** start of DATA PROVIDED **
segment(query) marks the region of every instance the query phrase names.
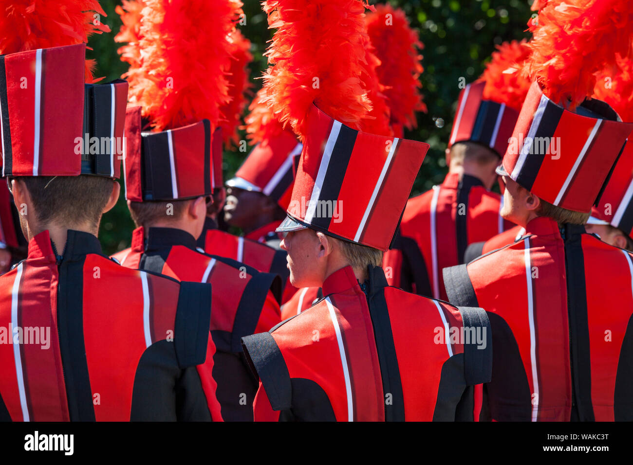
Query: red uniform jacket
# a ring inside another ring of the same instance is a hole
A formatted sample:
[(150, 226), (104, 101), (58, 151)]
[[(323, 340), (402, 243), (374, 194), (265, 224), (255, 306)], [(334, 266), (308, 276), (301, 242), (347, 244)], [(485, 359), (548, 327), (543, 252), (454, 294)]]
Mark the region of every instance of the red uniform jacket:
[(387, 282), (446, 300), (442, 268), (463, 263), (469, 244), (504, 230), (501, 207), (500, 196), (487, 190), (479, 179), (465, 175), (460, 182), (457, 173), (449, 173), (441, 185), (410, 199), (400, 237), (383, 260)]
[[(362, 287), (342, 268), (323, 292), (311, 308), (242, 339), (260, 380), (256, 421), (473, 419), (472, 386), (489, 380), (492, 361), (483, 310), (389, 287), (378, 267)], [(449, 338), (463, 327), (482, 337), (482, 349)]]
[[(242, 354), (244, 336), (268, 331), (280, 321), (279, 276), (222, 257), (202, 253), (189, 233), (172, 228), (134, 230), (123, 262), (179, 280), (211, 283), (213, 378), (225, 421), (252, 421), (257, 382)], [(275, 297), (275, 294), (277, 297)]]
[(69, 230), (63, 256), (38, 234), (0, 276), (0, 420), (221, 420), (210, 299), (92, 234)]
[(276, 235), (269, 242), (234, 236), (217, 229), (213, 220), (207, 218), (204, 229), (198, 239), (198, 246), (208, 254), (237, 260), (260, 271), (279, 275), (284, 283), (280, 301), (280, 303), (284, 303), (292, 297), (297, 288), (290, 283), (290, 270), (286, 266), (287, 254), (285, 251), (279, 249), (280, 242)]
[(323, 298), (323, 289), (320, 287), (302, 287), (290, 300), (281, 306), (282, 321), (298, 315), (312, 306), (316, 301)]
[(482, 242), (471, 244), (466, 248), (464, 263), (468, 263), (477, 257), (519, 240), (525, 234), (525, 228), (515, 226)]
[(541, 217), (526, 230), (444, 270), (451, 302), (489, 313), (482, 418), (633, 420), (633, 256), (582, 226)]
** end of DATA PROVIDED **
### DIRECTIONS
Transcribe every line of the records above verbatim, omitting the pictures.

### CORRECT ANSWER
segment(query) marks the region of every instance the query phrase names.
Query: red uniform jacket
# a ring inside another ring of the same instance is a hole
A formatted sample:
[(150, 226), (104, 101), (58, 151)]
[[(323, 340), (402, 243), (374, 194), (265, 224), (255, 306)], [(334, 266), (308, 276), (301, 242), (347, 244)], [(485, 359), (548, 327), (543, 252), (454, 294)]]
Mark the region of every instance of the red uniform jacket:
[(387, 282), (446, 300), (442, 268), (463, 263), (469, 244), (504, 230), (501, 207), (500, 196), (487, 190), (479, 179), (465, 175), (460, 182), (457, 173), (449, 173), (441, 185), (410, 199), (400, 237), (383, 260)]
[[(362, 287), (342, 268), (323, 292), (311, 308), (242, 339), (260, 380), (256, 421), (473, 419), (472, 386), (489, 380), (492, 361), (483, 310), (389, 287), (378, 267)], [(449, 338), (463, 327), (482, 337), (482, 349)]]
[[(242, 354), (244, 336), (268, 331), (280, 321), (279, 276), (222, 257), (202, 253), (189, 233), (172, 228), (134, 230), (123, 262), (179, 280), (211, 283), (213, 378), (225, 421), (252, 421), (257, 382)], [(275, 297), (275, 294), (277, 297)]]
[(69, 230), (63, 256), (38, 234), (0, 276), (0, 420), (221, 420), (210, 299), (92, 234)]
[(276, 235), (269, 242), (234, 236), (217, 229), (213, 220), (207, 218), (204, 229), (198, 239), (198, 246), (208, 254), (237, 260), (260, 271), (279, 275), (284, 283), (280, 301), (280, 303), (284, 303), (292, 297), (297, 288), (290, 283), (290, 270), (286, 266), (287, 254), (285, 251), (279, 249), (280, 242)]
[(323, 298), (323, 289), (320, 287), (302, 287), (290, 300), (281, 306), (282, 321), (298, 315), (312, 306), (316, 301)]
[(482, 242), (471, 244), (466, 248), (464, 263), (468, 263), (477, 257), (519, 240), (525, 234), (525, 228), (515, 226)]
[(541, 217), (526, 230), (444, 270), (451, 302), (489, 313), (482, 418), (633, 420), (633, 256), (582, 226)]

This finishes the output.